**Records shown**
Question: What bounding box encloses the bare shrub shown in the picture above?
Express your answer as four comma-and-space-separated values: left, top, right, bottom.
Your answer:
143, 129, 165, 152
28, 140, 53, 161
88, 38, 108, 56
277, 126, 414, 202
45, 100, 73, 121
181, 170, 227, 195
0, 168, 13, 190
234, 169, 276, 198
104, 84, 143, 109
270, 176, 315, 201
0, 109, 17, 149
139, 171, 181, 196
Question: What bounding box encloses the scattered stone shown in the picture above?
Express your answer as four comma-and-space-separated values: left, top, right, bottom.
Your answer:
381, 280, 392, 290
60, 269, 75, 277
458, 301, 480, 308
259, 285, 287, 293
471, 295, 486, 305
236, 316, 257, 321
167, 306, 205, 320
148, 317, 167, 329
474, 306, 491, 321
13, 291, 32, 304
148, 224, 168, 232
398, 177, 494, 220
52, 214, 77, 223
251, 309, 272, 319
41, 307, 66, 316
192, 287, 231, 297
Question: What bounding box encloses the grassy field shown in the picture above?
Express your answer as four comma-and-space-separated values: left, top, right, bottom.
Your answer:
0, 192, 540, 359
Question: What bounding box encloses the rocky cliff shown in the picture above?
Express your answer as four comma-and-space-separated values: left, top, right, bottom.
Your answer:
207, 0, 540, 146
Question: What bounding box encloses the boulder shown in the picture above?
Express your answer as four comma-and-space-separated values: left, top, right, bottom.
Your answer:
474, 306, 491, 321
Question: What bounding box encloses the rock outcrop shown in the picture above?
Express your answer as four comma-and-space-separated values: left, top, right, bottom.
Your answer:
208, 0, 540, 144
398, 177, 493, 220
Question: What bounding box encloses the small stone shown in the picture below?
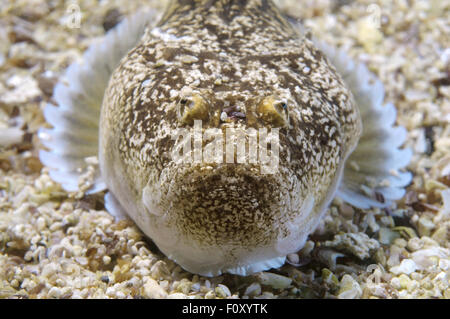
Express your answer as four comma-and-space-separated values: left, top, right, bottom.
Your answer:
417, 216, 436, 236
391, 259, 418, 275
256, 272, 292, 289
244, 282, 261, 297
144, 278, 167, 299
337, 274, 362, 299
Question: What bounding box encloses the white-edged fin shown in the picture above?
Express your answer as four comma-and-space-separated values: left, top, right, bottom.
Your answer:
313, 39, 412, 209
39, 10, 159, 193
105, 192, 129, 221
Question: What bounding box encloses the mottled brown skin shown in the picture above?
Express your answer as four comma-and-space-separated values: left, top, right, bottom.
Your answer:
100, 0, 361, 274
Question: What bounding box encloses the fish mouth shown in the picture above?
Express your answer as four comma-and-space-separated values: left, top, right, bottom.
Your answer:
141, 164, 320, 275
148, 164, 286, 247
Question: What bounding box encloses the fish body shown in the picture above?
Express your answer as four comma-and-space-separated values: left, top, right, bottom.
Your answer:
41, 0, 407, 276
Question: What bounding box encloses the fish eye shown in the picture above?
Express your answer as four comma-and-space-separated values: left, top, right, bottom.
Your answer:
177, 94, 209, 125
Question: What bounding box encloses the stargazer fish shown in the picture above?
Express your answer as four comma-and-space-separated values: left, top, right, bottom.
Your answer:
40, 0, 411, 276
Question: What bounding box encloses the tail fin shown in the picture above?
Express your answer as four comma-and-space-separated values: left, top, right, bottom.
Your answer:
39, 10, 158, 193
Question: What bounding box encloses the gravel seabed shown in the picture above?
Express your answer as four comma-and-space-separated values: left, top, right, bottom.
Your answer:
0, 0, 450, 299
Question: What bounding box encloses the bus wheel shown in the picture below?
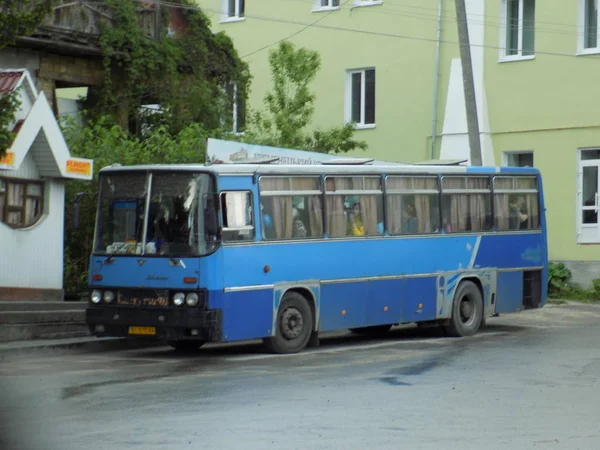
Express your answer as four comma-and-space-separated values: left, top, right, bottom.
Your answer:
263, 292, 313, 353
169, 341, 204, 353
350, 325, 392, 336
444, 281, 483, 337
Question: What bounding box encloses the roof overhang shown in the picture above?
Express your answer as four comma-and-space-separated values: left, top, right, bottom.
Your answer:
0, 70, 94, 180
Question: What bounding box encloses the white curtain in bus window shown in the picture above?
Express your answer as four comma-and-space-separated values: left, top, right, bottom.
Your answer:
386, 176, 440, 234
494, 177, 540, 231
326, 176, 383, 237
442, 176, 492, 233
221, 192, 254, 241
260, 176, 323, 239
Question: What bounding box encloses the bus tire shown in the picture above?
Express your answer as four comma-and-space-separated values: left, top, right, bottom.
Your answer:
350, 325, 392, 336
444, 281, 483, 337
263, 292, 314, 354
169, 341, 205, 353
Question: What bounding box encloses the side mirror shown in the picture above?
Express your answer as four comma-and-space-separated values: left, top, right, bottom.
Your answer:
73, 192, 87, 230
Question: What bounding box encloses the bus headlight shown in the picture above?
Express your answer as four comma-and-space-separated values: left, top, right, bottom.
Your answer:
104, 291, 115, 303
173, 292, 185, 306
91, 290, 102, 304
185, 292, 198, 306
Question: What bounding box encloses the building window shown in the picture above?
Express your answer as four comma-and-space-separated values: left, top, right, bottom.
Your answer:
325, 176, 384, 237
442, 176, 493, 233
260, 176, 323, 239
502, 151, 533, 167
501, 0, 535, 60
225, 83, 246, 134
312, 0, 340, 12
577, 149, 600, 243
494, 177, 540, 231
221, 0, 246, 22
221, 191, 254, 242
353, 0, 383, 8
346, 69, 375, 128
579, 0, 599, 53
386, 176, 440, 234
0, 178, 44, 228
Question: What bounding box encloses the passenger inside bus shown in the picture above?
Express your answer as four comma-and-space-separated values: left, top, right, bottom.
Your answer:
348, 203, 365, 236
402, 203, 418, 234
292, 207, 307, 237
510, 196, 529, 230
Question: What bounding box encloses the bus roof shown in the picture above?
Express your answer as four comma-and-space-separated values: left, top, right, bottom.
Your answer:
100, 163, 539, 176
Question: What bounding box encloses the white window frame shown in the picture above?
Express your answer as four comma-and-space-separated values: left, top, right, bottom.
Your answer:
220, 83, 244, 136
499, 0, 537, 62
312, 0, 342, 12
577, 0, 600, 55
502, 150, 535, 167
344, 66, 377, 130
352, 0, 383, 8
575, 147, 600, 244
231, 83, 244, 136
219, 0, 246, 23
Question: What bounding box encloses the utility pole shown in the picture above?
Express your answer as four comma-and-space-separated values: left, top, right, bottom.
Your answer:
456, 0, 482, 166
154, 0, 162, 41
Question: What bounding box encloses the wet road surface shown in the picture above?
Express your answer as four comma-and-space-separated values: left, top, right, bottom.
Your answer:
0, 305, 600, 450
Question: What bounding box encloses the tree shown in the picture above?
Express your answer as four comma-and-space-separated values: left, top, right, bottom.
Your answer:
83, 0, 250, 137
62, 116, 209, 291
243, 41, 367, 153
0, 0, 56, 48
0, 90, 21, 158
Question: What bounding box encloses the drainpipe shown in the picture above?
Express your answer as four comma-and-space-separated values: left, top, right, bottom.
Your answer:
431, 0, 443, 159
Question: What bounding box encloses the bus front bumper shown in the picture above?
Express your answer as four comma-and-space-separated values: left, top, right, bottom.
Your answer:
85, 305, 223, 342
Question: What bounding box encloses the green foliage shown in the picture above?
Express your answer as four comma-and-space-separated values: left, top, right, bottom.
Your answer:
243, 41, 367, 153
0, 0, 56, 48
63, 116, 208, 291
0, 90, 21, 158
84, 0, 250, 135
548, 263, 600, 303
548, 263, 571, 294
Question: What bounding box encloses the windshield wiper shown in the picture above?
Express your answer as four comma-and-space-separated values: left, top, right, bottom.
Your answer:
169, 256, 185, 269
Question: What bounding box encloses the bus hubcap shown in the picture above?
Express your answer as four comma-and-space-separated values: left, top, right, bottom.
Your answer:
460, 297, 473, 322
281, 308, 304, 339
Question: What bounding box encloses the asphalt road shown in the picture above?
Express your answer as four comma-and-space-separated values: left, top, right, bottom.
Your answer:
0, 305, 600, 450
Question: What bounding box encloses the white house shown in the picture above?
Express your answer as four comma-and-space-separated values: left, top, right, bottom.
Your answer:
0, 69, 93, 300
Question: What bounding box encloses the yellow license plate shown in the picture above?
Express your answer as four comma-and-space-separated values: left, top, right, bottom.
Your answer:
129, 327, 156, 336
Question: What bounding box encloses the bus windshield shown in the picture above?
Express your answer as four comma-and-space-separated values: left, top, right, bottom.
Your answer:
94, 171, 217, 256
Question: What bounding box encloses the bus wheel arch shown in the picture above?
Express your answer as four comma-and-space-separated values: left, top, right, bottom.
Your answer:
444, 277, 484, 337
281, 286, 318, 330
263, 288, 315, 354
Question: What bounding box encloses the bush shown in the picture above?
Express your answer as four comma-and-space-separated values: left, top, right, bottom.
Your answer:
548, 263, 571, 297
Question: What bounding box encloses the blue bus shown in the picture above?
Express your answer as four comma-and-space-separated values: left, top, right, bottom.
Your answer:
86, 161, 548, 353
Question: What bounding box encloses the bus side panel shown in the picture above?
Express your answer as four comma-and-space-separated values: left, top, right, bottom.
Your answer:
496, 271, 523, 313
367, 279, 405, 326
319, 281, 368, 331
404, 276, 437, 322
475, 232, 545, 269
223, 289, 273, 341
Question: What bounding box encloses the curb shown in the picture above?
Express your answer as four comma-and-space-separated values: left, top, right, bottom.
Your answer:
0, 336, 166, 354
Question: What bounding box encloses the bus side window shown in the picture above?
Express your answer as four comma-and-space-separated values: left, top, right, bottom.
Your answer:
386, 176, 440, 235
221, 191, 254, 242
326, 175, 384, 237
259, 175, 323, 240
442, 176, 493, 233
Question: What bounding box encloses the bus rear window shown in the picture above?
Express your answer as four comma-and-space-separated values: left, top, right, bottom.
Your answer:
494, 177, 540, 231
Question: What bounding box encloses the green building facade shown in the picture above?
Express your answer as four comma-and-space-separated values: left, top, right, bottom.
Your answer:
207, 0, 600, 285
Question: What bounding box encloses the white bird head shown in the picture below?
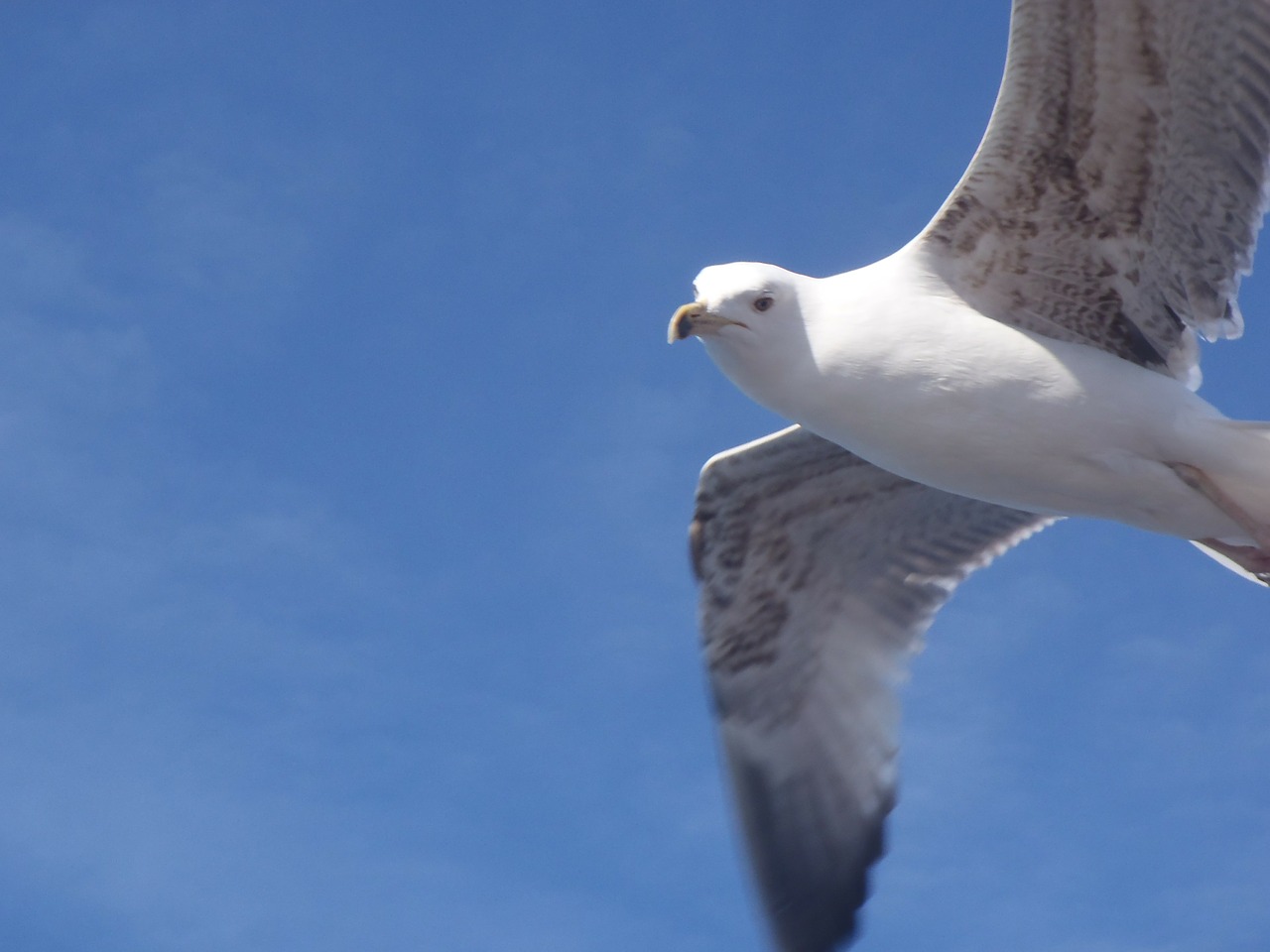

**What to do**
Reproduce verbatim the lines of the records above, from the first line through the line that contains "0, 192, 540, 359", both ends included.

**Task response**
Question: What bounding box encloses the bare shrub shown in the picture above?
Express your answer as four comma-and-space-separated values: left, top, right, bottom.
Your answer:
143, 129, 165, 152
28, 140, 53, 161
88, 38, 108, 56
277, 126, 414, 202
45, 100, 73, 121
181, 170, 227, 195
0, 168, 13, 190
234, 169, 276, 198
104, 84, 143, 109
270, 176, 315, 201
0, 109, 17, 149
139, 171, 181, 196
Question: What bounding box encloses the scattered stone shown in the picture above?
Express your answer as four comma-and-space-separated values: left, top, right, bottom.
Your answer:
381, 280, 392, 290
60, 269, 75, 277
458, 301, 480, 308
259, 285, 287, 293
471, 295, 486, 305
236, 316, 257, 321
167, 306, 205, 320
148, 317, 167, 329
474, 306, 491, 321
13, 291, 32, 304
148, 224, 168, 232
398, 177, 494, 220
52, 214, 77, 223
251, 309, 272, 319
41, 307, 66, 316
192, 287, 231, 297
Question: What bounding box encloses the grassy field shown in the picture above?
Express your answer as four comma-and-space-separated values: left, top, right, bottom.
Your answer:
0, 192, 540, 359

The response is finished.